Top of Text excerpt
Saturday, December 13, 2014

Waldo: My CS577 final project

I am currently taking CS577, Cybersecurity Lab. We have to do a final project relating to security (pretty much a mini research project). For mine, I created a protocol that allows you to not be held accountable for the websites you visit. Most security services try to keep your connections confidential using encryption, but all mine does is keep you anonymous.
The way this works is before you go to a website on your phone, you communicate with a bunch of phones in the local area, then one of them goes to the website instead, and sends you back the results. This means the website can't actually figure out which phone really connected with it. So just to quickly summarize so I'm clear, your phone kind of “hides in a crowd” of other phones, so a spy could tell an internet request is coming from one phone out of that group, but can't figure out exactly which one.
This raises an interesting question. What if one of those phones goes to an illegal website and gets illegal content? Can all of the phones be held responsible? If not, then using this there would be no way to blame someone for something like piracy you could always, have arguably just been “downloading for somebody else”. When I thought of this, I figured that it probably makes sense to blame every phone in the network.
Bottom of Text excerpt
Top of Data records
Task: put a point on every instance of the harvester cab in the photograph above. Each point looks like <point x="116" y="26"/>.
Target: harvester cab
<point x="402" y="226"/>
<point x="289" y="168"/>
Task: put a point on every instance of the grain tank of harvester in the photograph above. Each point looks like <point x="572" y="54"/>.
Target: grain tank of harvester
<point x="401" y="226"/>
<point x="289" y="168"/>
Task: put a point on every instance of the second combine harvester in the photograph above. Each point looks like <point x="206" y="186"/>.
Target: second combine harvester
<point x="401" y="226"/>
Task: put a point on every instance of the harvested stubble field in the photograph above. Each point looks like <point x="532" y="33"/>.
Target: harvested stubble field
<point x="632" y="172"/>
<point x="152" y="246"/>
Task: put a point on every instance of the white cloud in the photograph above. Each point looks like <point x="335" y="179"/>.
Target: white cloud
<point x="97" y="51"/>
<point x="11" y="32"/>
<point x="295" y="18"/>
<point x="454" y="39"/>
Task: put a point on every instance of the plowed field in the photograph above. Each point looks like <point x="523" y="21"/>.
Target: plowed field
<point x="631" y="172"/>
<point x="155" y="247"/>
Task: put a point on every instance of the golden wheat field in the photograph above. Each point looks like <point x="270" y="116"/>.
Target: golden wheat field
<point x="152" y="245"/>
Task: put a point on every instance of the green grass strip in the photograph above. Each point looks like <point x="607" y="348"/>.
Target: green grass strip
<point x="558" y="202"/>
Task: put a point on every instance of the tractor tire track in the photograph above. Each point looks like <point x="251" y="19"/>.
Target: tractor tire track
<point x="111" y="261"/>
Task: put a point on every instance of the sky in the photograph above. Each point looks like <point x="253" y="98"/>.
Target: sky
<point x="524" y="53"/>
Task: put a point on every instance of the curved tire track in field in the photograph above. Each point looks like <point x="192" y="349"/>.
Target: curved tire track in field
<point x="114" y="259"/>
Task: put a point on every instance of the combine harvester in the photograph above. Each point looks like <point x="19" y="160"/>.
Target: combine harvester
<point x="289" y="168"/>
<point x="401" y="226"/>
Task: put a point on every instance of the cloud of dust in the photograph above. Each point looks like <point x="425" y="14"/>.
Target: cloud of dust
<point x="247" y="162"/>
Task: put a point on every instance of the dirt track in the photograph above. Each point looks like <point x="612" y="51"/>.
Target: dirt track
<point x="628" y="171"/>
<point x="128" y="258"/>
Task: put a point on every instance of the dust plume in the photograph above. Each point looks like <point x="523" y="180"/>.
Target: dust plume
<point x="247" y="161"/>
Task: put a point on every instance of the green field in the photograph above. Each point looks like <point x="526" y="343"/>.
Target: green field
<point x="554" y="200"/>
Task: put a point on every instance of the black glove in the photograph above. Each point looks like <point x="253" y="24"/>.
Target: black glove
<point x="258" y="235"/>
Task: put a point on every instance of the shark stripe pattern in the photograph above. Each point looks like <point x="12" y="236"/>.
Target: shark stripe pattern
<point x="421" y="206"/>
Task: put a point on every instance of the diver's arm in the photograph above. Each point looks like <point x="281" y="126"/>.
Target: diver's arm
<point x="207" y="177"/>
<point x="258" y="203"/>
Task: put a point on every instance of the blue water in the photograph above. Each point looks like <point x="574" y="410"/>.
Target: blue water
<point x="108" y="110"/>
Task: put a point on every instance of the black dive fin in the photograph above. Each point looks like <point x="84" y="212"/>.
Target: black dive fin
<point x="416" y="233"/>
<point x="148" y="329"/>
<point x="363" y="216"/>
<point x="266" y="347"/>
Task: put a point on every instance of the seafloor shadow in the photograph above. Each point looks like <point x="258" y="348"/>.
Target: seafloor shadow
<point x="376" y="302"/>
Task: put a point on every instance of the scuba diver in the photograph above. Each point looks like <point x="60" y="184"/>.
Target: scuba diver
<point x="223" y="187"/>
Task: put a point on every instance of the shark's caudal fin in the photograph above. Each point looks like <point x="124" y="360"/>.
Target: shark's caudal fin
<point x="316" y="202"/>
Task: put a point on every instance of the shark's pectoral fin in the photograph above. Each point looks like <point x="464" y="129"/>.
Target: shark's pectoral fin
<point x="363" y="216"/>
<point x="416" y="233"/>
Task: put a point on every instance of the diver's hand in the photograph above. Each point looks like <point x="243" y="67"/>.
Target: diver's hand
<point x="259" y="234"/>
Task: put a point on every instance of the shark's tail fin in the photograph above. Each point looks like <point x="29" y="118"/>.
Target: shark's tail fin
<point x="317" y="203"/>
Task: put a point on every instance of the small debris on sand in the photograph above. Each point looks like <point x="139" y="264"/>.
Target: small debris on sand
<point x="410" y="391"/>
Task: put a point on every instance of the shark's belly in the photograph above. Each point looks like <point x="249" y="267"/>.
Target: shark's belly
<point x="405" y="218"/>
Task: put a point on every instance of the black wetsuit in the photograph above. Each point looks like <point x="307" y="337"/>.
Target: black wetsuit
Bottom of Data records
▶ _Apply what you read_:
**A.** Determine whether each of the following statements agrees with the post about the Waldo project, answering yes or no and quoting the words of the post that decide it: (i) The project keeps a user's connections confidential by means of encryption. (ii) One of the nearby phones visits the website and sends the results back to the user. (iii) The author concluded that it probably makes sense to hold every phone in the network responsible.
**B.** Extend the post about the Waldo project, beginning after its final sentence.

▶ _Exercise results_:
**A.**
(i) No: "Most security services try to keep your connections confidential using encryption, but all mine does is keep you anonymous."
(ii) Yes: "then one of them goes to the website instead, and sends you back the results."
(iii) Yes: "I figured that it probably makes sense to blame every phone in the network."

**B.**
However, if using this app is illegal, and let's say somebody makes a virus that “infects” your phone with a program that runs this protocol. Then, can you really blame a person for being part of this network? Eventually, there's no accountability anymore. You can't blame anybody for going to any website. I'm pretty sure there is no solution to getting the original phone that original sent out the request when using this protocol, unless you're in the direct vicinity of all of the phones in the little mini-network.
That's a cool thought experiment, and it's also kind of cool because it's not something anybody would be able to spy on unless they're physically nearby you, so it actually has some practical usage, if you don't want to be blamed for websites you go to. It's 2:30 AM right now and I don't think I can write anymore. I liked this class.